═══ WORKING DATA ═══
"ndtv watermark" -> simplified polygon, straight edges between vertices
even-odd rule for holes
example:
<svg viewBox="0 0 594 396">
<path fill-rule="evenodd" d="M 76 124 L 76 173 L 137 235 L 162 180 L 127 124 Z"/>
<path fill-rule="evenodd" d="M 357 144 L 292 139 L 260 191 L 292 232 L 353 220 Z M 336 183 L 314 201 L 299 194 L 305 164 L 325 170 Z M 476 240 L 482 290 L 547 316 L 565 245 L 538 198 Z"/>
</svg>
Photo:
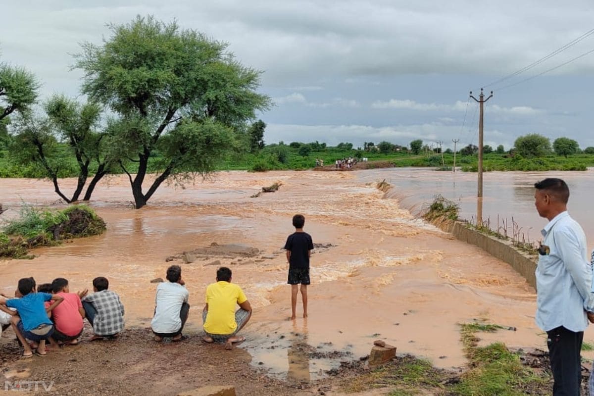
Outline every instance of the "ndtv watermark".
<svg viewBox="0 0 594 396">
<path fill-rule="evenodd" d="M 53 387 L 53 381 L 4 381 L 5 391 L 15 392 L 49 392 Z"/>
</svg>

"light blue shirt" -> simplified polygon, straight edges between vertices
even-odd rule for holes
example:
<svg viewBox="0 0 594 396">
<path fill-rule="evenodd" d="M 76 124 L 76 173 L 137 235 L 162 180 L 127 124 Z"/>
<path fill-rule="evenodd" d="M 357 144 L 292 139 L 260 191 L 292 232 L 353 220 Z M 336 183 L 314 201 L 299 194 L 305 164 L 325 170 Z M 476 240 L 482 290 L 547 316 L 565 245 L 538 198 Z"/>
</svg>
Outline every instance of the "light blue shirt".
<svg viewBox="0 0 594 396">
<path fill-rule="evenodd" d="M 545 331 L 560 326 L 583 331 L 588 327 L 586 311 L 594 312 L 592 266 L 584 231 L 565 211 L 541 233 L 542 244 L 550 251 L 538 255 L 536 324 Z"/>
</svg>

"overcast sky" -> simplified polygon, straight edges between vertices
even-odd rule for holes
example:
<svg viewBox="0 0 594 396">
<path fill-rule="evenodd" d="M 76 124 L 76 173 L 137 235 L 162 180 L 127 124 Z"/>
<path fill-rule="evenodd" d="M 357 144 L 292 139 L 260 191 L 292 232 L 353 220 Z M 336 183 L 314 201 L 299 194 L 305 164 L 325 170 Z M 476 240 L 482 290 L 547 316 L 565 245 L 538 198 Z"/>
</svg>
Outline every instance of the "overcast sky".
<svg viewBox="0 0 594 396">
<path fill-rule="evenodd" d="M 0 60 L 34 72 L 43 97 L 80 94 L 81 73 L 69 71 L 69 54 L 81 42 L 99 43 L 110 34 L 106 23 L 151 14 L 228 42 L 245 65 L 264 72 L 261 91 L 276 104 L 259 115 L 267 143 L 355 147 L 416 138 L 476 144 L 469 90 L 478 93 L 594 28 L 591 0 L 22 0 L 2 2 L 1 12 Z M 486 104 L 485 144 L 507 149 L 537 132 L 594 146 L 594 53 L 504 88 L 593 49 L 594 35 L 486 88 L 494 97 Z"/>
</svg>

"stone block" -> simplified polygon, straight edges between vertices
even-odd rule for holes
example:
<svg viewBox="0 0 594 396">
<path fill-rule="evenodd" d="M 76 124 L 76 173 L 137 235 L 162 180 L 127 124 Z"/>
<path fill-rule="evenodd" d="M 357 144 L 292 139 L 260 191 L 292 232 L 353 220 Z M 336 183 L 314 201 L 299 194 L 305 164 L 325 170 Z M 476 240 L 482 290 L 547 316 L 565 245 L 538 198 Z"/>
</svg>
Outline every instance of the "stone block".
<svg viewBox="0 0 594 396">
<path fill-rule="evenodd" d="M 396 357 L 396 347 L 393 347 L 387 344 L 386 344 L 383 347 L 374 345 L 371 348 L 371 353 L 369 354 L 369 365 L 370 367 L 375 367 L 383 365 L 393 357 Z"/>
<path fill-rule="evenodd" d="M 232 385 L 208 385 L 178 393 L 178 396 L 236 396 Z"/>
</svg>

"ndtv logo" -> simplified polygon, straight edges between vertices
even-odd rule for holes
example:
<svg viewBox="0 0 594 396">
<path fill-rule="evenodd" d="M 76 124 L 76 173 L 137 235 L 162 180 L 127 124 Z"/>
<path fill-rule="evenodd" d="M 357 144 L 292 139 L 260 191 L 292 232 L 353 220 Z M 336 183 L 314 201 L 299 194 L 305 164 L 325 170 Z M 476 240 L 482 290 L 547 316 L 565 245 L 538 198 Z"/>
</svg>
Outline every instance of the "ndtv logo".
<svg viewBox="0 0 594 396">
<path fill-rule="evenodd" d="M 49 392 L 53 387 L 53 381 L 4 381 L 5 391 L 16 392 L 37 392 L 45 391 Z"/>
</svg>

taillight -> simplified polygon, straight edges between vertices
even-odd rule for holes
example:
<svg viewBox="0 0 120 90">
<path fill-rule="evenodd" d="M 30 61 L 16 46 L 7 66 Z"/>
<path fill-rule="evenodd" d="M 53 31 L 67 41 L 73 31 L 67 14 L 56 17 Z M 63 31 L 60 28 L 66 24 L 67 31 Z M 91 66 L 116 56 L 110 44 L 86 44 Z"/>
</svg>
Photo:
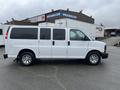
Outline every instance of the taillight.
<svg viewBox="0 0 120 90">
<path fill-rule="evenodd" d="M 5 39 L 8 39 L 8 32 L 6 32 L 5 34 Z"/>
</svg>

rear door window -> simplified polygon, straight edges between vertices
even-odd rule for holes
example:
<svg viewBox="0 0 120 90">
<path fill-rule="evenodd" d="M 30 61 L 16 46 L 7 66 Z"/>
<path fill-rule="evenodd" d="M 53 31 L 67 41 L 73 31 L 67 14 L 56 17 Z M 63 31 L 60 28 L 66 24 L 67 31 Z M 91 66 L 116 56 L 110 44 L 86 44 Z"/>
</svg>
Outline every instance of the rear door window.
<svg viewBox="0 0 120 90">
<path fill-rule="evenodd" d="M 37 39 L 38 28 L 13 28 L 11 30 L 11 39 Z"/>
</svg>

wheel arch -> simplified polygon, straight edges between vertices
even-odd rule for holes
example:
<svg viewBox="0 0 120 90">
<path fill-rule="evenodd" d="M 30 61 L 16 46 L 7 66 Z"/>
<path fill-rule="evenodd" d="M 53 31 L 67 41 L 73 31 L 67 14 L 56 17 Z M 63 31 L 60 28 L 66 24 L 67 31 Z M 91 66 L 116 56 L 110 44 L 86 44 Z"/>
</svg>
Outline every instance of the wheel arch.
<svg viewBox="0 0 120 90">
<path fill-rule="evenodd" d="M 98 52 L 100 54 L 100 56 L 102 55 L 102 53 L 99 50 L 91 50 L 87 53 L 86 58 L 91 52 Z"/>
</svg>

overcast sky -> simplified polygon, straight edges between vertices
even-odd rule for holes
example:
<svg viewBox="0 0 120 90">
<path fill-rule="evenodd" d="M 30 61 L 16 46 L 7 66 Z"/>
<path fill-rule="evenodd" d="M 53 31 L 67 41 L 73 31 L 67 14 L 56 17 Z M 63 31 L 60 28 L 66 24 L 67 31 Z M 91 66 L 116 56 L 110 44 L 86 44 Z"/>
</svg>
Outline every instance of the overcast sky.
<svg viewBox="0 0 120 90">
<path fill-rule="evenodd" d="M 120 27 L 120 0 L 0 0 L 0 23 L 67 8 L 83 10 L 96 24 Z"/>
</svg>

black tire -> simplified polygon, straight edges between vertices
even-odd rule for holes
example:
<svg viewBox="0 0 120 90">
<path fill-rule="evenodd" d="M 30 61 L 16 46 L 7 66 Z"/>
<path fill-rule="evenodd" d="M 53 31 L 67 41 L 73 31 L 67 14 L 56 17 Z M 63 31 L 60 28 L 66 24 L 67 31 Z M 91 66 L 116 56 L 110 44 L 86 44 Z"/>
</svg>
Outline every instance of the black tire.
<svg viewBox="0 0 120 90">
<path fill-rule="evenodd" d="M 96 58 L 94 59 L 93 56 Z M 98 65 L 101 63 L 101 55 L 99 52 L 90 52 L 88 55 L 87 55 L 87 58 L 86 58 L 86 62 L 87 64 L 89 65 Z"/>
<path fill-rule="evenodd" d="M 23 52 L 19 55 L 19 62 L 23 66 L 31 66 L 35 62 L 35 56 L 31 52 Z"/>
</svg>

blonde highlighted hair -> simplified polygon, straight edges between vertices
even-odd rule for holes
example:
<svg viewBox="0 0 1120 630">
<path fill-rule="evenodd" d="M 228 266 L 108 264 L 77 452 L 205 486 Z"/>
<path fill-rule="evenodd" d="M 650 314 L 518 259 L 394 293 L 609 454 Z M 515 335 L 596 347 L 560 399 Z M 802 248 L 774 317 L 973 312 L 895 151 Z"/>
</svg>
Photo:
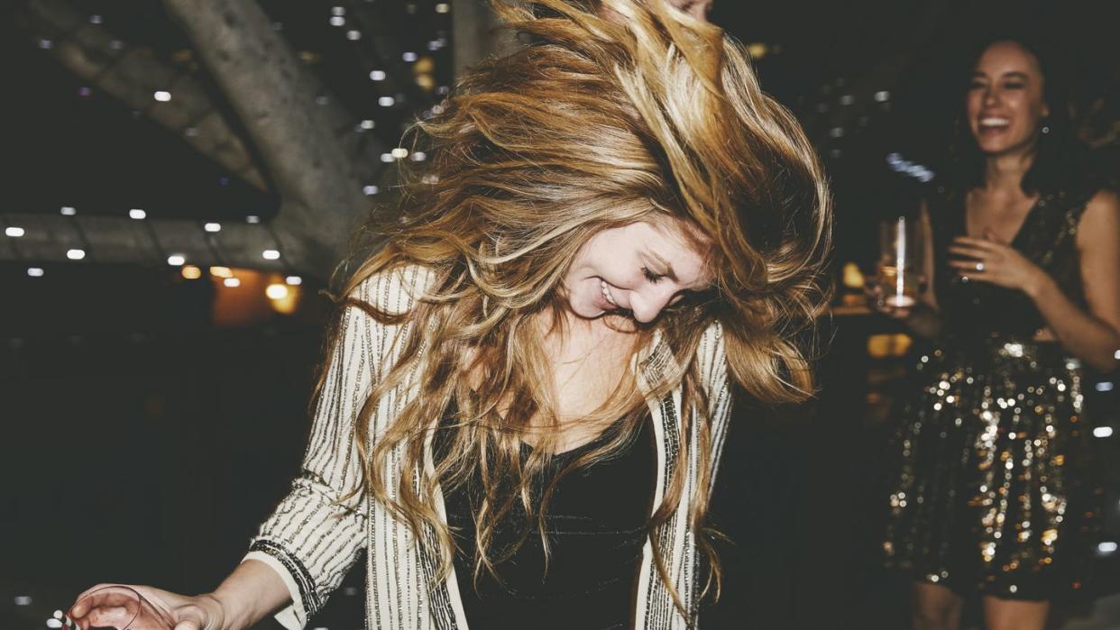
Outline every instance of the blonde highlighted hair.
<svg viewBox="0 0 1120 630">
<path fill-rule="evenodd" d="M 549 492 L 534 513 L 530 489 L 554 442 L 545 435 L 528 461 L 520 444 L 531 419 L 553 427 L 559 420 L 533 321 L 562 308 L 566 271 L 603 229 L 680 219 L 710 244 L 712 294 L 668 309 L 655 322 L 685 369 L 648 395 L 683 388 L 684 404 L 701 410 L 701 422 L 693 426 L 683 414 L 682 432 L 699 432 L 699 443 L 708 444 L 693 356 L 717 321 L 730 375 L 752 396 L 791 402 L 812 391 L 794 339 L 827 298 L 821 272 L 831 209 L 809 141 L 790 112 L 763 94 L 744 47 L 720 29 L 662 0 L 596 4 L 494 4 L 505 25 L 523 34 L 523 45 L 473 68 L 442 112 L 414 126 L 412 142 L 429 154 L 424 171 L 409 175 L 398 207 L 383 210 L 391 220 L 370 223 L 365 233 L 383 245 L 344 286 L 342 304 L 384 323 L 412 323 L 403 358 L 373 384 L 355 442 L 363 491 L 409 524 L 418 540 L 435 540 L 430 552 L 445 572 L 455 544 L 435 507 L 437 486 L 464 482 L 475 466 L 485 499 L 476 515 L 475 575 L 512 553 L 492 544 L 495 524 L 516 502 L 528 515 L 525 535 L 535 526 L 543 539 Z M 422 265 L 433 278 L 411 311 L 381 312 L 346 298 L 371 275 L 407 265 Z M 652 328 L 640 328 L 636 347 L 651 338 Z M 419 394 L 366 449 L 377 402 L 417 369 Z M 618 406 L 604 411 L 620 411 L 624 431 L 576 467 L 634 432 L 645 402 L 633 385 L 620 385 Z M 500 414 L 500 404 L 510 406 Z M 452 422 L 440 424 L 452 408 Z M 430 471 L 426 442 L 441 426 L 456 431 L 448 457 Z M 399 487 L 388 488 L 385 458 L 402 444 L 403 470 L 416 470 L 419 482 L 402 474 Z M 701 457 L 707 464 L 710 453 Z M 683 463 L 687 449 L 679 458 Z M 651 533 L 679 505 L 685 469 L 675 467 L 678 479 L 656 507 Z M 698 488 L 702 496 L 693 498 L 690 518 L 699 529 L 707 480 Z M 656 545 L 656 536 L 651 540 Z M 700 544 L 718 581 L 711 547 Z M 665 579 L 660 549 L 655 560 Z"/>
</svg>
═══
### TASK PROMPT
Collect every line above that contains the word "shirt", and copy each one in full.

### RESPONSE TO THIS TASK
"light blue shirt" -> simplified polygon, straight edges between vertices
Outline every instance of the "light blue shirt".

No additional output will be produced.